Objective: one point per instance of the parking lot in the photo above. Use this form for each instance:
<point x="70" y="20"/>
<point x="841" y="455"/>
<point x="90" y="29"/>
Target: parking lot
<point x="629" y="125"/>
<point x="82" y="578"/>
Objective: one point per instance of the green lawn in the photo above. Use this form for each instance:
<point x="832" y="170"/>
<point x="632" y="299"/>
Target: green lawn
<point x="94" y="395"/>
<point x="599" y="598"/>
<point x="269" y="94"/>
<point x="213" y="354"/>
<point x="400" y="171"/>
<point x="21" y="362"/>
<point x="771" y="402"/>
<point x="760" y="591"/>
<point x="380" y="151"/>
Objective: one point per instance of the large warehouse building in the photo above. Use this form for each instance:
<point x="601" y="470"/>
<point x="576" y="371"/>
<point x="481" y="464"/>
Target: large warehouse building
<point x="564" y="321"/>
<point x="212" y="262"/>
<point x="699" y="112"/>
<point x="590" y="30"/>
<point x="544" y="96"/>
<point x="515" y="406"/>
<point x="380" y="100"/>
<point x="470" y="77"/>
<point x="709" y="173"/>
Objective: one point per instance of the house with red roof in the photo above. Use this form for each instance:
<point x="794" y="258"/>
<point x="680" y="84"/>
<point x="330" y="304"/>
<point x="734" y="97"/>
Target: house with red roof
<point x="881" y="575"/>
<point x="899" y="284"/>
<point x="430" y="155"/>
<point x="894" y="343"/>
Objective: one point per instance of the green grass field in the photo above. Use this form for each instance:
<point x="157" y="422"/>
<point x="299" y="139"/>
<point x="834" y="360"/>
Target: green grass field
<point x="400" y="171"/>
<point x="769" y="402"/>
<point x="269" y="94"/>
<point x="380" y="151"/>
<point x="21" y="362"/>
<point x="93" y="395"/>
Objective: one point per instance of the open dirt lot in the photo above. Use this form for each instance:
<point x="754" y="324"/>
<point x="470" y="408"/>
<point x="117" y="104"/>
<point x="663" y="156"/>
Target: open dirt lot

----

## Exercise directions
Rewrite the lines above, putting "Label" wherever "Target" appears and leaving everything else unchanged.

## Complete answer
Objective: one point per instance of the parking lot in the photo above. Use this form for each instance:
<point x="70" y="20"/>
<point x="841" y="455"/>
<point x="90" y="29"/>
Label: parking lot
<point x="629" y="125"/>
<point x="82" y="578"/>
Objective: one point per instance of the green lawn in the photo above. Use this form for each instance:
<point x="832" y="170"/>
<point x="632" y="299"/>
Label: green lawn
<point x="94" y="395"/>
<point x="599" y="598"/>
<point x="269" y="94"/>
<point x="213" y="354"/>
<point x="400" y="171"/>
<point x="21" y="362"/>
<point x="771" y="402"/>
<point x="760" y="591"/>
<point x="380" y="151"/>
Objective: one point per instance of the large warehouse building in the photo above. Use this form for each instance:
<point x="601" y="470"/>
<point x="576" y="371"/>
<point x="481" y="464"/>
Label: large warehouse building
<point x="564" y="321"/>
<point x="212" y="262"/>
<point x="699" y="112"/>
<point x="590" y="30"/>
<point x="544" y="96"/>
<point x="515" y="406"/>
<point x="380" y="100"/>
<point x="470" y="77"/>
<point x="709" y="173"/>
Objective: one point per instance of the house with red roof in the photo above. Use this form for each instance:
<point x="794" y="258"/>
<point x="680" y="84"/>
<point x="330" y="304"/>
<point x="734" y="97"/>
Label: house with red roof
<point x="881" y="575"/>
<point x="899" y="284"/>
<point x="430" y="155"/>
<point x="894" y="343"/>
Objective: one point per instance of the green grass field in the photo above. Use this form for each instance:
<point x="157" y="422"/>
<point x="299" y="139"/>
<point x="834" y="360"/>
Label: green grass field
<point x="400" y="171"/>
<point x="769" y="402"/>
<point x="269" y="94"/>
<point x="380" y="151"/>
<point x="21" y="362"/>
<point x="93" y="395"/>
Objective: one point per instance of the open dirt lot in the photo above. Use this form for each instance:
<point x="754" y="324"/>
<point x="470" y="408"/>
<point x="117" y="104"/>
<point x="663" y="156"/>
Label: open dirt lot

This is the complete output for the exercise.